- [Point annotations for the photos]:
---*---

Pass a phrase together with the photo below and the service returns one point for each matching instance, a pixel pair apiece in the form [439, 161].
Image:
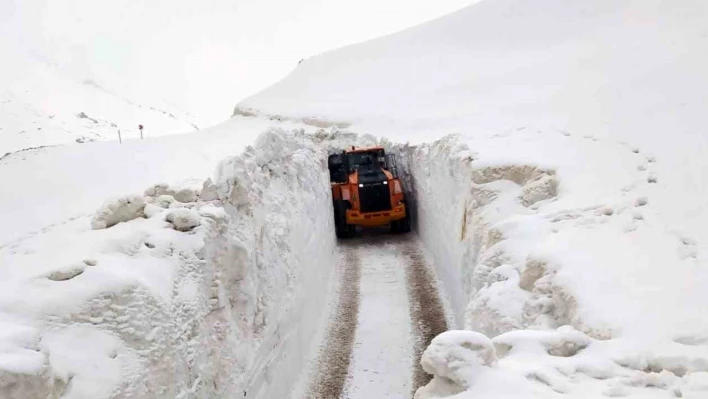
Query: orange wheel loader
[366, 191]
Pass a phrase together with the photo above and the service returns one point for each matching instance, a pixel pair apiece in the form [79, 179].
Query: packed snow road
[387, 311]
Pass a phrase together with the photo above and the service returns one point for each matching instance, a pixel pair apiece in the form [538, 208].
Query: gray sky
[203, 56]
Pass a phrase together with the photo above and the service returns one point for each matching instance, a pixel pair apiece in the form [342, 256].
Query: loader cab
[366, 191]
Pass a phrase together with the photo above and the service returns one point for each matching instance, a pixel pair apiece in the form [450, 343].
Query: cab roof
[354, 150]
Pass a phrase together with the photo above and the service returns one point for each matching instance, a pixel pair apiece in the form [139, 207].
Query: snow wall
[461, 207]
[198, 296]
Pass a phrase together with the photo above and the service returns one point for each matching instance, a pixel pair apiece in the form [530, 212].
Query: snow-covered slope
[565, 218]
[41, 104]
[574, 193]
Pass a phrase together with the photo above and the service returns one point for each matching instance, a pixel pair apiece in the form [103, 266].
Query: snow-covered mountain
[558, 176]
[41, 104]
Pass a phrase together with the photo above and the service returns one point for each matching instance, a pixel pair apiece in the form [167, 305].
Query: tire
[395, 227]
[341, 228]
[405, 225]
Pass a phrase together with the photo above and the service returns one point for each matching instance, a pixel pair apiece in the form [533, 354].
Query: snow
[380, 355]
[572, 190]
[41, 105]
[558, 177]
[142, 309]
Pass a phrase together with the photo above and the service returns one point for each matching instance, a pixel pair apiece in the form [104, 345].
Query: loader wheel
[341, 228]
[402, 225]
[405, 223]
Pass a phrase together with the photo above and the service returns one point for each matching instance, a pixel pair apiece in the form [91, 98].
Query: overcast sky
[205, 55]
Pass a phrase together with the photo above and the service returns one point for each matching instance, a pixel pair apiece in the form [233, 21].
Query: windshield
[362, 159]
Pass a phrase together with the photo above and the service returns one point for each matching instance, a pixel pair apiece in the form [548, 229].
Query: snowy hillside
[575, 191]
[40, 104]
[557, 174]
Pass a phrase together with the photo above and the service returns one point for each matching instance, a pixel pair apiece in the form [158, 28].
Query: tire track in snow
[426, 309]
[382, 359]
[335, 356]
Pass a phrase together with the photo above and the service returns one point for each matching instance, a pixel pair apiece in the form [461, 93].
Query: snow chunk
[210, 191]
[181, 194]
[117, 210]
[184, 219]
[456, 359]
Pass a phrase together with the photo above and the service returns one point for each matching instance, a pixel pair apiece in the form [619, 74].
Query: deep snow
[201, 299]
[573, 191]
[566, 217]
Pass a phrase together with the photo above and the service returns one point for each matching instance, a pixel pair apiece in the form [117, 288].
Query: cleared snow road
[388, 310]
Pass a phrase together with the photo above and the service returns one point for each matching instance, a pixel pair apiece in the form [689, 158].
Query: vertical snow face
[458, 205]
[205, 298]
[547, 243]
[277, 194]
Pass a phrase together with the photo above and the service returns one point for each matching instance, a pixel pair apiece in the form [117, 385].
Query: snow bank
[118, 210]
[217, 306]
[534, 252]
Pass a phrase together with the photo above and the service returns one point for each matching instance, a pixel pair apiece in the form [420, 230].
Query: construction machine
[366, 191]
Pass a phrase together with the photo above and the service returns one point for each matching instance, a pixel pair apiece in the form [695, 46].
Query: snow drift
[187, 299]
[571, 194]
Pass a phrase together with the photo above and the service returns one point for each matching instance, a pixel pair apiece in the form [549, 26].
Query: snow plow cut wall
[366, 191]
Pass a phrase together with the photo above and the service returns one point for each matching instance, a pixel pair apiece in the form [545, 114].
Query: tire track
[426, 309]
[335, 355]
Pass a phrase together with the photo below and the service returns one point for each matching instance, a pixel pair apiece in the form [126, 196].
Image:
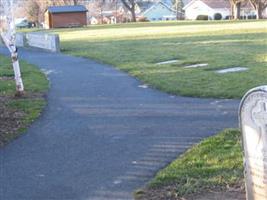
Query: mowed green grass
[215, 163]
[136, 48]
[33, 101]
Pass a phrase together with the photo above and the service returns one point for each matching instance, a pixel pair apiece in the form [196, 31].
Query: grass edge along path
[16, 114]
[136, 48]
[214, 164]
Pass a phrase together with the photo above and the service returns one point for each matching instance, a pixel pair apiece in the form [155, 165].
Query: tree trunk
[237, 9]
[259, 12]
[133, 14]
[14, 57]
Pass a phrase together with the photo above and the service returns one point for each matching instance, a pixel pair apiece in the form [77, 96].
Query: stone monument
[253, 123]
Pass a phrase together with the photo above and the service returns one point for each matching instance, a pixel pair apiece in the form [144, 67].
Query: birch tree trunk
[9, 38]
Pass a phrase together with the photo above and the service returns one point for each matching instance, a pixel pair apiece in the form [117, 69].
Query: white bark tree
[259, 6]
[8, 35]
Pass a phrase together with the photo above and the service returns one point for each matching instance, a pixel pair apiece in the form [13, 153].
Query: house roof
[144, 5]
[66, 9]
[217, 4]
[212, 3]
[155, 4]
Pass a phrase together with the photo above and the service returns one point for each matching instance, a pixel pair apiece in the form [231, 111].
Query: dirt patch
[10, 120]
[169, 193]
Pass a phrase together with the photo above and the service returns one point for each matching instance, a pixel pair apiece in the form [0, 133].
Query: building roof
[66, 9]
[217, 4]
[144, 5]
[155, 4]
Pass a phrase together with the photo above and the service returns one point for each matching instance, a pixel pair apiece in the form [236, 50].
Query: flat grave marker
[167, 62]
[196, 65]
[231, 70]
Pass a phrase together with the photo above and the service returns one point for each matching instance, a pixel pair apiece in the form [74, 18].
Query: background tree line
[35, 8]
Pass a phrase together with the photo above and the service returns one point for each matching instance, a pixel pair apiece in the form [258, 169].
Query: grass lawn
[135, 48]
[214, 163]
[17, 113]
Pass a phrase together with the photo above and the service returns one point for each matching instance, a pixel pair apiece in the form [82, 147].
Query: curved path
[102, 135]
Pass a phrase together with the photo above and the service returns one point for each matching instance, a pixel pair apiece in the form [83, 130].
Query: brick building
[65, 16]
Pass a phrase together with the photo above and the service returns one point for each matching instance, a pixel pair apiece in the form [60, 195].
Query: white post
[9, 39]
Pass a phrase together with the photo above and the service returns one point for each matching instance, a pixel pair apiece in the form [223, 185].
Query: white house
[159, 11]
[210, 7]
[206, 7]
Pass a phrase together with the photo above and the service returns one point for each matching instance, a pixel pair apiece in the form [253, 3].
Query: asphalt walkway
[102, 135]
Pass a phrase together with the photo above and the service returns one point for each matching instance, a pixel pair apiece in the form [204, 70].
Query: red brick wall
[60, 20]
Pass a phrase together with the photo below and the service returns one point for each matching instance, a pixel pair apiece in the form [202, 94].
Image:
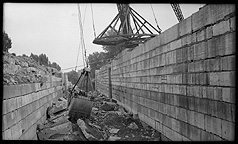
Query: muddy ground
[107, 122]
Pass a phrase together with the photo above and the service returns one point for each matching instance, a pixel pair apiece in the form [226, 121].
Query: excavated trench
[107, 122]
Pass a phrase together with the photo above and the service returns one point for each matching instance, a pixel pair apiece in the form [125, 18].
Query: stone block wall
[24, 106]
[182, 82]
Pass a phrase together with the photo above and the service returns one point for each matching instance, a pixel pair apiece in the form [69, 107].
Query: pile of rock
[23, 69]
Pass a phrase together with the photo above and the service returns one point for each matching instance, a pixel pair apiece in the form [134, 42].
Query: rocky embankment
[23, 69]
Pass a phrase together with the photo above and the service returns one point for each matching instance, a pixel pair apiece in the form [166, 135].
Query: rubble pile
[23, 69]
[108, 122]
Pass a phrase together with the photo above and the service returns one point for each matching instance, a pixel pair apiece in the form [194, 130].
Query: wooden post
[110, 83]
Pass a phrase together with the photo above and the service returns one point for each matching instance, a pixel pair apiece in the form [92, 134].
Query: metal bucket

---*---

- [WHAT TO DO]: Set down every line of the records above word for word, leaving out the pictures.

- [THE OUTPUT]:
Pass a phrase together with the photo below and the service returns one point for each matching instance, a pixel pair apiece in the form [439, 161].
Image:
Query: orange wheel loader
[366, 191]
Pass a phrase together with the photo above and the service returns one point for each matching instance, a pixel pair apiece in the form [79, 179].
Query: packed snow road
[387, 311]
Pass a phrase together with the photo above and the service returns one point for each matching instance, a pixel pair apiece in the form [538, 208].
Query: gray sky
[203, 56]
Pass a phrase together with the photo above and the service returns one point for each matching instance, a pixel pair apiece in the form [342, 256].
Query: loader cab
[366, 191]
Pass a phrase together with the photo above and the service returns one point for each matching instance, a pixel pair apiece in the form [450, 343].
Query: cab roof
[354, 150]
Pass a phrase together with the photo above and the service returns one point for each matching instance, a pixel pair apiece in the form [139, 207].
Query: snow wall
[461, 207]
[198, 296]
Pass a phrase together with the photo above and the service returns one point for each matching instance, a pixel pair apiece in the form [530, 212].
Query: snow-covered slope
[565, 218]
[41, 104]
[574, 193]
Pass a phrase together with the photo above and the service returns one point for each matching instance, a pixel pair apiece in the form [103, 266].
Query: snow-covered mountain
[558, 176]
[41, 104]
Pass a phrase together with the photo above and the service returns one point for each matching instance, a pixel pair apiece in the form [167, 305].
Query: tire
[395, 227]
[341, 228]
[405, 225]
Pass a phrase together with the photo above and the service returns one point for each matching instance, a pixel pair apiece in the form [533, 354].
Query: snow
[380, 355]
[572, 190]
[41, 105]
[558, 177]
[142, 309]
Pass a phrase together with the photo above and the service returns one point for each matching instance, a pixel pair apiece in the form [104, 345].
Query: loader wheel
[341, 228]
[402, 225]
[405, 223]
Pass a phrase together with the photo above and the service returns one point for each matching instance, a pixel pair apiece in the form [91, 98].
Query: overcast sky
[205, 55]
Pass a phrase together with the photo above and the service returns one point for each matching instance, a pixel pair apiece in the form [233, 21].
Query: windshield
[362, 159]
Pass a phrase together with the photo above and the service returns one point for each matching instance, a pixel pair apiece in the form [548, 229].
Query: snowy hillside
[575, 191]
[40, 104]
[557, 174]
Pass a phrase together with the photo above and the service returns one point for each matching instance, a pixel pair apiece in the form [158, 28].
Query: tire track in snow
[426, 309]
[382, 359]
[335, 356]
Pass a phrase together with the photo above and the service returns one point for each matching instance, a pixel pair apiece in the form [461, 93].
Query: snow chunk
[210, 191]
[181, 194]
[117, 210]
[184, 219]
[456, 359]
Pass a phrase together with the photo above and the service returns one point for each matching instance, a pixel pair apiece in the form [619, 74].
Query: deep snow
[201, 299]
[573, 191]
[566, 217]
Pass a phrase together with the photo above and the service returns one point for each matching instance, a pixel pair apiece in the form [117, 288].
Query: cleared snow road
[388, 310]
Pass a phrase together with the photo above and the service returns one point for each matching instance, a pixel pair apiece in the form [689, 158].
Query: vertical snow face
[458, 205]
[205, 298]
[547, 243]
[277, 194]
Pass a phrase together with the photo above and the service returns one point for each matching instance, a pixel pair apiece in the form [117, 385].
Query: snow bank
[118, 210]
[217, 306]
[534, 252]
Pass a phrase together with the photo above and the service returns one point for each matching instance, a pixel pair apiece in the form [420, 230].
Query: construction machine
[366, 191]
Pass a phrase together with the photo above and the service returns one point for each matching instance, a pixel pair apiece in the form [695, 46].
Query: snow drift
[187, 299]
[571, 194]
Pass a phrase together with the photo above and the service returns one point for each matching instance, a pixel pair apiece in the form [549, 26].
Query: snow plow cut wall
[366, 191]
Pass a phrase together with the photo above and the service returns one point for each matching instance, a pixel pair apiece in the form [545, 114].
Query: tire track
[426, 309]
[335, 355]
Pass a phrase together with the photo below and the service returns one point for each matching instance, a pixel pair apiece in the form [126, 196].
Image:
Query: mowed green grass
[215, 163]
[136, 48]
[33, 101]
Pass a phrase together with the photo above and the service returns one point for each matching instance, a pixel pair apiece in the form [196, 31].
Query: grass edge along path
[16, 114]
[136, 48]
[214, 164]
Pass a phrase together with the photo above and the service returns one point for each matching instance, a pixel pair apiece in the form [155, 165].
Query: tree trunk
[237, 9]
[259, 12]
[133, 14]
[14, 57]
Pass a phrase together with the photo above and the service returns one point for each matching instance, a pixel pair apiece in the form [77, 96].
Query: stone monument
[253, 123]
Pass a phrase together with the photo above and the service returns one point for each matching instance, a pixel pair apiece in the form [144, 67].
Query: birch tree trunk
[9, 38]
Pass a phrase together with the photo above and the service returns one point for each matching instance, a pixel pair apiece in the form [117, 69].
Query: white bark tree
[259, 6]
[8, 35]
Pass a phrase together with the photo above and the service returns one point for each matching instance, a pixel pair apiece in the form [13, 153].
Query: house roof
[144, 5]
[66, 9]
[217, 4]
[212, 3]
[155, 4]
Pass a phrase together with the photo above and the service returns one point for each matching instance, a pixel pair apiece in the form [231, 111].
Query: dirt patch
[10, 120]
[169, 193]
Pass a phrase together with the photo above and the service returns one point for each matching instance, a pixel pair apiece in the form [0, 133].
Query: building roof
[66, 9]
[217, 4]
[144, 5]
[155, 4]
Pass a phrase together with the photo above and the service returns one point for each matching instance, a pixel pair apiece in the form [236, 50].
Query: flat grave marker
[167, 62]
[196, 65]
[231, 70]
Pass a phrase together with the photo above and the service returns one point for each matching instance, a pixel pair apiece in the form [74, 18].
Query: background tree line
[35, 8]
Pass a phrase together with the photo above and the service returns one point for each matching instance, a pixel pair apiece in the form [258, 169].
Query: grass lawn
[135, 48]
[214, 163]
[17, 113]
Pass a phrase together with the photo above and the service returns one point for each matching instance, a pixel pair apiece in the form [82, 147].
Query: curved path
[102, 135]
Pass a phrase together with the photo above and the service returns one point for each matching instance, a pixel pair apiece in the form [83, 130].
Query: brick building
[65, 16]
Pass a phrase together with the photo above and the service returns one point for each matching instance, a pixel pair apiece in the form [60, 195].
Query: white post
[9, 39]
Pass a phrase together with the photo above and the service returns one point for each matching instance, a pixel pair apiece in the form [223, 185].
Query: white house
[159, 11]
[210, 7]
[206, 7]
Pass a phrase together with the photo above and the service returns one point for each matching instance, a pixel pair apiece in the form [253, 3].
Query: asphalt walkway
[102, 135]
Pass a phrase together with the photo above and the service returns one point for each matching instance, a pixel pair apiece in the form [204, 70].
Query: red brick wall
[60, 20]
Pass a phrase together with the photo below and the service returns one point for each matching instance, a pixel pair apiece in the form [202, 94].
Image:
Query: muddy ground
[107, 122]
Pass a phrase together with the photo above and the service returns one point for each matching instance, a pixel pair apiece in the form [226, 121].
Query: excavated trench
[107, 122]
Pass a phrase together with the photo above and the service returns one point for each matching instance, a pixel pair apiece in the form [125, 18].
Query: stone block wall
[24, 106]
[182, 82]
Pass a phrase together with the photo above and the service returns one point for each matching instance, a pixel pair apiece in the form [69, 107].
Query: pile of rock
[23, 69]
Pass a phrase together with the photo above and the service returns one point for each matching instance, a pixel pair apiece in the form [134, 42].
Query: rocky embankment
[23, 69]
Pass a phrase together with the photo above and the service returns one point for each matching instance, a pixel pair apiece in the form [166, 135].
Query: rubble pile
[23, 69]
[108, 122]
Pass a phrase together with the photo above and the service returns one point for each matching instance, a pixel pair apiece in the form [194, 130].
Query: wooden post
[110, 83]
Pass a phrase together with the photo above and the service returns one point for each matching instance, a pixel pair apiece in the form [92, 134].
Query: metal bucket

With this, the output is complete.